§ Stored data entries
* * *

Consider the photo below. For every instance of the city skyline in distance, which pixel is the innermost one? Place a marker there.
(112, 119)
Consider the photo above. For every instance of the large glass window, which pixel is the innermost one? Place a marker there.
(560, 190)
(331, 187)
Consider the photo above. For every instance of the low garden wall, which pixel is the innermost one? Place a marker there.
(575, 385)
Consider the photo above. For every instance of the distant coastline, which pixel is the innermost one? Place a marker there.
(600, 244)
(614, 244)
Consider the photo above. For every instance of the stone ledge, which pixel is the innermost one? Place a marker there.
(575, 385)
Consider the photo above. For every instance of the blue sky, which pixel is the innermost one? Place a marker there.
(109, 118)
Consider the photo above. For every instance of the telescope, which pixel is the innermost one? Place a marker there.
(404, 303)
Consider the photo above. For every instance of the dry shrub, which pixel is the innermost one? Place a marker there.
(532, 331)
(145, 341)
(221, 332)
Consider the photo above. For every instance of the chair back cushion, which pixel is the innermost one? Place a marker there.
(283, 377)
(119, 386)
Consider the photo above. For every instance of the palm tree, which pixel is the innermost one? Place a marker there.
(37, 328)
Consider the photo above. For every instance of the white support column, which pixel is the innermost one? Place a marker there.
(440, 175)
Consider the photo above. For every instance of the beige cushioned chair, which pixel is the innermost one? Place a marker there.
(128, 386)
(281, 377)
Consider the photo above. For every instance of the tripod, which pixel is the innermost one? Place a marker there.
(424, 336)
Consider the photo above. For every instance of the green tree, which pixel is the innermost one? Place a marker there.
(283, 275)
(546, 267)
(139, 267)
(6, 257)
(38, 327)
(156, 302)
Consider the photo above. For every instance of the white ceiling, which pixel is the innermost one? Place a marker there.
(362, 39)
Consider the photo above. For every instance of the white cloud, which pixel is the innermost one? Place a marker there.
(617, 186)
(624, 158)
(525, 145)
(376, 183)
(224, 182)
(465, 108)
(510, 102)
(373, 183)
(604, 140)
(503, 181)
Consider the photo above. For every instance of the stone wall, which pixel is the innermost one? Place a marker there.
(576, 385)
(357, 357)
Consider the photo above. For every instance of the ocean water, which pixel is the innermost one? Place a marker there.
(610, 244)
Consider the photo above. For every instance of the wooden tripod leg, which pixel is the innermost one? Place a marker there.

* * *

§ WHAT TO PRODUCE
Arrange all of the material above as a numbered list, with no blank lines.

§ FULL ANSWER
1. Consider the photo below. For every instance of the city skyline in distance, which pixel is the innermost one? Place a marker there.
2. (112, 119)
3. Consider the photo above. For every instance of the large glass window, which pixel is the innermost one? Place a marker there.
4. (560, 190)
5. (331, 187)
6. Consider the photo above. For every instance of the low garden wall, which pixel is the innermost one? Place a marker there.
7. (575, 385)
8. Consider the photo above. For every instance of the distant coastline, which pixel is the innermost one? Place a marker there.
9. (600, 244)
10. (614, 244)
11. Consider the photo above. For every instance of the stone ledge, which pixel is the innermost one? Place a marker there.
12. (575, 385)
13. Consider the photo above. For every instance of the blue sky, which pixel is the innermost one? Place a marker there.
14. (109, 118)
15. Consider the photo above. For every instance of the telescope, which pixel is the innermost one? Place a marker there.
16. (404, 303)
17. Consider the photo above. For every instance of the dry shrub, which pixel is the innermost one? Place a marker there.
18. (532, 331)
19. (145, 341)
20. (221, 332)
21. Consider the photo above. For every instance of the chair back cushion, which pixel is the innermost one? Place a marker there.
22. (283, 377)
23. (119, 386)
24. Consider the photo above. For every instance of the palm tree, which pixel is the innermost one? Place a marker there.
25. (37, 328)
26. Consider the photo above. For every instance of the white support column, which pixel is the innermost one? Place a marker there.
27. (440, 175)
28. Consider the photo above. For every instance of the beige cushioned chair, which pixel is the innermost one? Place a marker there.
29. (128, 386)
30. (281, 377)
31. Consider the photo above. For every instance of the tripod, which pixel is the innermost one? Place a marker there.
32. (424, 336)
33. Consider the photo above. For every instance of the green tree, which pixel is the innermost one? Place a marker there.
34. (283, 275)
35. (546, 267)
36. (139, 267)
37. (6, 257)
38. (38, 327)
39. (156, 302)
40. Consider the photo above. For every instance of the white ceiling, which pixel is the innermost one? Place a marker there.
41. (362, 39)
42. Consider the photo above. For every instance of the white cloud, which pixel is the innermost one? Place a marker there.
43. (617, 186)
44. (624, 158)
45. (525, 145)
46. (376, 183)
47. (224, 182)
48. (465, 108)
49. (510, 102)
50. (373, 183)
51. (604, 140)
52. (503, 181)
53. Consider the photo above. For every instance of the stone wall, which pixel is the innermost one? Place a marker there.
54. (576, 385)
55. (357, 357)
56. Consider the photo above. For every instance of the ocean water, which pixel is the innermost one? Place a marker there.
57. (610, 244)
58. Consider the photo above. For every instance of the wooden tripod leg, which pixel is the innermost one? Place a marker there.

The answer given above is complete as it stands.